Rewrite the rows that begin at the line containing "Compliance review item #7: evidence of alamy" and stop after the line containing "[66, 3, 80, 29]", keeping the request line unchanged. In each answer, multiply every box coordinate by 1.45 and round it to a whole number, rounding halves up.

[Annotated coordinate rows]
══════

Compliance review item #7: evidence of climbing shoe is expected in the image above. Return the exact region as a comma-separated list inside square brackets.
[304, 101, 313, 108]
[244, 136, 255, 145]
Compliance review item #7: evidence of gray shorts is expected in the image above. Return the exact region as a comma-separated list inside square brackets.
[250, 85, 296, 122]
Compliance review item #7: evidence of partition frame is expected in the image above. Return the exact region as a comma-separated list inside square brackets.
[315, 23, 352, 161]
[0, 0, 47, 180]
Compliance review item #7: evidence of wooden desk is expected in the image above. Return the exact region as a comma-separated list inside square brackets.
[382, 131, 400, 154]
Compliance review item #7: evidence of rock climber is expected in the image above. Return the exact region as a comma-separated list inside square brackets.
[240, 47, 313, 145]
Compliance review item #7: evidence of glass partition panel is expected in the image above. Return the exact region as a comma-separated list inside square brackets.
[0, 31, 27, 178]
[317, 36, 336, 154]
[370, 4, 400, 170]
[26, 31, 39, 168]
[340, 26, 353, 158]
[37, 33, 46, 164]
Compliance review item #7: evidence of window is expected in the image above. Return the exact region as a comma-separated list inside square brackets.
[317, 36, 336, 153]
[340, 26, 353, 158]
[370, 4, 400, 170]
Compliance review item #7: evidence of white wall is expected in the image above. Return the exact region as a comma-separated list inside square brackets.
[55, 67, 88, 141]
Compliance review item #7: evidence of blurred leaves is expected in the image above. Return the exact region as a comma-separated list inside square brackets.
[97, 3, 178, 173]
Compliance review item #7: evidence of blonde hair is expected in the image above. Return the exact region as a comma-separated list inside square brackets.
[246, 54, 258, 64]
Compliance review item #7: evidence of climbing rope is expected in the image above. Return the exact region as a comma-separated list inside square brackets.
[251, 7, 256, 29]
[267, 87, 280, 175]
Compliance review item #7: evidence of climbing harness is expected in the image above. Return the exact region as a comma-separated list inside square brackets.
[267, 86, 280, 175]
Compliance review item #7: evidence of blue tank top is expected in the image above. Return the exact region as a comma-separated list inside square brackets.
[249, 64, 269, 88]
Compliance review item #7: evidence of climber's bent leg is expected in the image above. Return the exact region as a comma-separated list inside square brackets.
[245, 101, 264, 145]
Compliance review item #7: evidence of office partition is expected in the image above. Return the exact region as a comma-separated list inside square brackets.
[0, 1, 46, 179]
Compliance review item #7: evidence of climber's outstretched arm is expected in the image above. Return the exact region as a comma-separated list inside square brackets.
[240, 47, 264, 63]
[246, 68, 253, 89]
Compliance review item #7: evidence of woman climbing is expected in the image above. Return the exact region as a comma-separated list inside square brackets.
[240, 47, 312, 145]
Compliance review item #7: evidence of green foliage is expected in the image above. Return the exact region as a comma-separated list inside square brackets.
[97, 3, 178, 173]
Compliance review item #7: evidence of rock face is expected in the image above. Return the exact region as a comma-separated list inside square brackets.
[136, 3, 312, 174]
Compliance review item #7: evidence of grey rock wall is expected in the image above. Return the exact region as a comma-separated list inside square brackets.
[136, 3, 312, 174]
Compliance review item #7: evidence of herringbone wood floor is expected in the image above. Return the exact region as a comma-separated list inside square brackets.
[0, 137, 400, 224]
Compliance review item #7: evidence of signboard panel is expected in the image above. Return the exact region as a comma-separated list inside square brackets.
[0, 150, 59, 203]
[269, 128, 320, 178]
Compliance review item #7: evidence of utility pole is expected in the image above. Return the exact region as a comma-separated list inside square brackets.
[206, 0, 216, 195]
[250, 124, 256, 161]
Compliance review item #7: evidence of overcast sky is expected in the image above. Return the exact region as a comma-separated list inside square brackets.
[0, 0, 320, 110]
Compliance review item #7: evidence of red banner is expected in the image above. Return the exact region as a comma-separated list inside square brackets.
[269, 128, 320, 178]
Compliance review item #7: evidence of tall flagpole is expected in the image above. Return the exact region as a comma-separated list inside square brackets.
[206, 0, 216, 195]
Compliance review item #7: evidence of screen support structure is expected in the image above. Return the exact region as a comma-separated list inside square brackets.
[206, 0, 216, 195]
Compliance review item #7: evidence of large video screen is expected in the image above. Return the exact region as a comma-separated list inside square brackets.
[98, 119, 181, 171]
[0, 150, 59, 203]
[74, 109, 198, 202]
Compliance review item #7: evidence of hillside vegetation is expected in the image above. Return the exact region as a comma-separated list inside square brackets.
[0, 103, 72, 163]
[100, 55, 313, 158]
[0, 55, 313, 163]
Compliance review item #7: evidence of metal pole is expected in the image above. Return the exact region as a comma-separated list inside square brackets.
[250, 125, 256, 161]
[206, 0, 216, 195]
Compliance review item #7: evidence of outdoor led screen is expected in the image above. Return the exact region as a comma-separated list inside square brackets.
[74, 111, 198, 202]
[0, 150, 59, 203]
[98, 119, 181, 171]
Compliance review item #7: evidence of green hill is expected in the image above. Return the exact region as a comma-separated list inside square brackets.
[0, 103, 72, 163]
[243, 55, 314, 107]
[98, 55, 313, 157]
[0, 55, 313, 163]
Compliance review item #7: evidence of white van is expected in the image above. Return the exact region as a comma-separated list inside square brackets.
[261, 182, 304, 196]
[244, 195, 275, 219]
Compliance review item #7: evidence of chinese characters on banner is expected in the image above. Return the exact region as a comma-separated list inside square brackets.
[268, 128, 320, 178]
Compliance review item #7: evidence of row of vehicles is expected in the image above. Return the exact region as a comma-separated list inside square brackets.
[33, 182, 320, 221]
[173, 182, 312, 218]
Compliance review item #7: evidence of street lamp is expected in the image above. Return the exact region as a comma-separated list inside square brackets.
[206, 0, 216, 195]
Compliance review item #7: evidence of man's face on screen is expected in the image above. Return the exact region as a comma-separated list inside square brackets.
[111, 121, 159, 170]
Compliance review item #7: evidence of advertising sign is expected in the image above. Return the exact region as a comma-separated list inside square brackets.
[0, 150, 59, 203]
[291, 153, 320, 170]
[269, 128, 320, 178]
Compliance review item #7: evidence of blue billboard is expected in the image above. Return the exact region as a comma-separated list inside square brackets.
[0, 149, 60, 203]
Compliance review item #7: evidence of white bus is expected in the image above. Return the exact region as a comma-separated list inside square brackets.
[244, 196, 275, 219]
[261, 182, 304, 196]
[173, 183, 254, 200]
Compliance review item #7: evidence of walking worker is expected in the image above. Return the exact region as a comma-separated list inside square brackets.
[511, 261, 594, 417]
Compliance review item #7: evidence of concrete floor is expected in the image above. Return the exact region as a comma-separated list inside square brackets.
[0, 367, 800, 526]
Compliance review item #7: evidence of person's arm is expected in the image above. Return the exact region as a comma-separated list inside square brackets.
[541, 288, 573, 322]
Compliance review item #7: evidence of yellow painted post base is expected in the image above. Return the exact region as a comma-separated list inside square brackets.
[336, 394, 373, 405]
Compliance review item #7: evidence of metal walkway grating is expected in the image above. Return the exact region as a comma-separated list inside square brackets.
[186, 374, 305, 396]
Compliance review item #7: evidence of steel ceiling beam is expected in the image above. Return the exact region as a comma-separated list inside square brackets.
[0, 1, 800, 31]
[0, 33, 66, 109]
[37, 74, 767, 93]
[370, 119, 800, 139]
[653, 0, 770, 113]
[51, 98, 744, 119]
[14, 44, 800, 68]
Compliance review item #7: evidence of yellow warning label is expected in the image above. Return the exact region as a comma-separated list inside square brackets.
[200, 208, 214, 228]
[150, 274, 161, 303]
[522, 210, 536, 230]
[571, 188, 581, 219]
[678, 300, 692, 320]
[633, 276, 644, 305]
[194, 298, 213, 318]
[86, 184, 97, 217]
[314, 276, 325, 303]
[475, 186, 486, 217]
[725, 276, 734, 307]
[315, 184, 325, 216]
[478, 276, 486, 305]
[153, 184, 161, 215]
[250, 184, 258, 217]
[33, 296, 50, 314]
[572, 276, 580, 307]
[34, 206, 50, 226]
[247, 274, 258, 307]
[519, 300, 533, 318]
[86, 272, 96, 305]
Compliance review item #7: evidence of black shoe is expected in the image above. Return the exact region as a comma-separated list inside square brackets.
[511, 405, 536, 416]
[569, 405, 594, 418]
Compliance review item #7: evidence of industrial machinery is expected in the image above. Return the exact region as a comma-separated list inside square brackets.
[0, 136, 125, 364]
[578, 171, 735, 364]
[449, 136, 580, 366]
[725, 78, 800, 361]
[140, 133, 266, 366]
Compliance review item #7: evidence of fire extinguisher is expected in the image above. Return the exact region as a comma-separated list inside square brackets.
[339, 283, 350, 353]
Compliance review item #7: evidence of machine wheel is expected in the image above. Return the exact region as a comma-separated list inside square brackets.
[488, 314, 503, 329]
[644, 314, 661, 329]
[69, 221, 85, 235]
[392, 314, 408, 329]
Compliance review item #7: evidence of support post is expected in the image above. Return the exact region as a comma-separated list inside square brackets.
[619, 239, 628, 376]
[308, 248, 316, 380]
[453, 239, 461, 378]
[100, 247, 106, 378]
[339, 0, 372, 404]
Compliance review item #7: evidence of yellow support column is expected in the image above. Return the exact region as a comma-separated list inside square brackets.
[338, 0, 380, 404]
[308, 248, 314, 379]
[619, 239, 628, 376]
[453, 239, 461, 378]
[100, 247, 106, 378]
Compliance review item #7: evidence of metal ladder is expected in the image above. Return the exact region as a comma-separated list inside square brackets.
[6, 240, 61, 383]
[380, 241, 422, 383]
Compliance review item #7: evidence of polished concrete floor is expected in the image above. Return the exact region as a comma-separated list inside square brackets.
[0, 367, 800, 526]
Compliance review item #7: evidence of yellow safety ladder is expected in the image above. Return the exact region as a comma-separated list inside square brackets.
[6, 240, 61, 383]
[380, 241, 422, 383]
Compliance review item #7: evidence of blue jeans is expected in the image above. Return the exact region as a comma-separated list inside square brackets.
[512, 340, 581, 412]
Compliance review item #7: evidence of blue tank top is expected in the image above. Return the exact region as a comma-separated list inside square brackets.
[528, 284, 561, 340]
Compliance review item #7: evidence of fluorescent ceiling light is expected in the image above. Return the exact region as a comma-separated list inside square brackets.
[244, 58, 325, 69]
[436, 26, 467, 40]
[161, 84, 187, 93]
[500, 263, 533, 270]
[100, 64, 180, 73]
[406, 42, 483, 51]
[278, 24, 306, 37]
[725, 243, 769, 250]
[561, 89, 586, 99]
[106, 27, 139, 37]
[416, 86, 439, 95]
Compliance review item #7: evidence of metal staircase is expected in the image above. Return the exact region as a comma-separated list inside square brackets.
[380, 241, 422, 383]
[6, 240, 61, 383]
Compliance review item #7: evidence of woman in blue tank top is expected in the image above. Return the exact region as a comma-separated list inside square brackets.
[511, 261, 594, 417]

══════

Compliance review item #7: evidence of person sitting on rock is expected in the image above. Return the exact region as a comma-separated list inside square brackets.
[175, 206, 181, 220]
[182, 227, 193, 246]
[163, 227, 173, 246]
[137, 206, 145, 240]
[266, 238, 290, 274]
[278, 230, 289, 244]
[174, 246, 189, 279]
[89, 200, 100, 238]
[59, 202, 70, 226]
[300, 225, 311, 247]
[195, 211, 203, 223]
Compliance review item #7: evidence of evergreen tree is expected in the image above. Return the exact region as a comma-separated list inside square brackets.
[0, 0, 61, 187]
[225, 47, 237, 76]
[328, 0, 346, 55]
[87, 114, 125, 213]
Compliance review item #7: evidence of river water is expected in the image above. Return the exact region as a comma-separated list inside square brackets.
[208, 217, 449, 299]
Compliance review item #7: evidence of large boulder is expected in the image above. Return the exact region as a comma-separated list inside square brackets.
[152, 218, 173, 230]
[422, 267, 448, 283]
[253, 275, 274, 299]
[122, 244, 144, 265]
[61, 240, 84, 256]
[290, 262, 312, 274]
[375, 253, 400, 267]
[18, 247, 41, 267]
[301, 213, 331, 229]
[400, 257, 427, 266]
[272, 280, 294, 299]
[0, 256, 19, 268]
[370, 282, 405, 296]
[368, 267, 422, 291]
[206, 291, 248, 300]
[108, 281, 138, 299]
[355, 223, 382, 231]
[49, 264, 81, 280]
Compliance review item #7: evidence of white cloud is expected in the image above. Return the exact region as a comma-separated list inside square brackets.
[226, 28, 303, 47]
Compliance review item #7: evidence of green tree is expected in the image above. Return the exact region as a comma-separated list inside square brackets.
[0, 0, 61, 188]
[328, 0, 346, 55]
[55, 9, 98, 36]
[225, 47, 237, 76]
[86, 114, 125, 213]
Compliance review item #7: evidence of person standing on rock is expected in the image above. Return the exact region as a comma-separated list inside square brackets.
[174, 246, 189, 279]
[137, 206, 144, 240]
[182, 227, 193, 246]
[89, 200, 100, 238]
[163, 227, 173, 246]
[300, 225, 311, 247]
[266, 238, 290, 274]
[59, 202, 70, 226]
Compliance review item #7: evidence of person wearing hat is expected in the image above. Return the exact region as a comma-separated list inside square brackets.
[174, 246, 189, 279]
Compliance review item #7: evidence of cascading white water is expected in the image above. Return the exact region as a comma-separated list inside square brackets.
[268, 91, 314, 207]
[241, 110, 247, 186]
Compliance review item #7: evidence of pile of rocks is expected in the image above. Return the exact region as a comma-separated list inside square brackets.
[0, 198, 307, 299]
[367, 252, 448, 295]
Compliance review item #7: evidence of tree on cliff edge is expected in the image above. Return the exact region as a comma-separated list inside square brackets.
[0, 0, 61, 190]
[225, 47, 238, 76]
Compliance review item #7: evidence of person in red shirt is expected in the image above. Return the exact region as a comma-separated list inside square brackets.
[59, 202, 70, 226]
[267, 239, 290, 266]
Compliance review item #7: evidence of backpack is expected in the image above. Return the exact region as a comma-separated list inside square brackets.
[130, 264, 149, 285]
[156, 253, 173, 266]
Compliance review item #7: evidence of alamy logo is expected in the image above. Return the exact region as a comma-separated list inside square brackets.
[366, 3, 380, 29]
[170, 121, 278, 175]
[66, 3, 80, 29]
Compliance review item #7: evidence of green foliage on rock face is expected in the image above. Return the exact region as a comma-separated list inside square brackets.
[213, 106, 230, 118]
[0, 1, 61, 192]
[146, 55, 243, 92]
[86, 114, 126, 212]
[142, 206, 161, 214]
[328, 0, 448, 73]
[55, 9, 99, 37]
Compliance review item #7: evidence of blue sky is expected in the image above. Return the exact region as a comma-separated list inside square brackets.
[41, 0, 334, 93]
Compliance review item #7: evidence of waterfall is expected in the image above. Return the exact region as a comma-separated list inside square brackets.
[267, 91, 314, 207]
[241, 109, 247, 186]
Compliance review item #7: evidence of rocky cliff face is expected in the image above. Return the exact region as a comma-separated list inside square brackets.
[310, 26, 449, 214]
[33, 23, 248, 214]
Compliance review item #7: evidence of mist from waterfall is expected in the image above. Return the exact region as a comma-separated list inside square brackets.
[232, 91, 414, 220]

══════

Final answer:
Compliance review item #7: evidence of alamy logo is expected in the image above. Return the exact region as a comma-separated list inside square brackets.
[531, 4, 551, 42]
[247, 175, 403, 254]
[96, 4, 116, 42]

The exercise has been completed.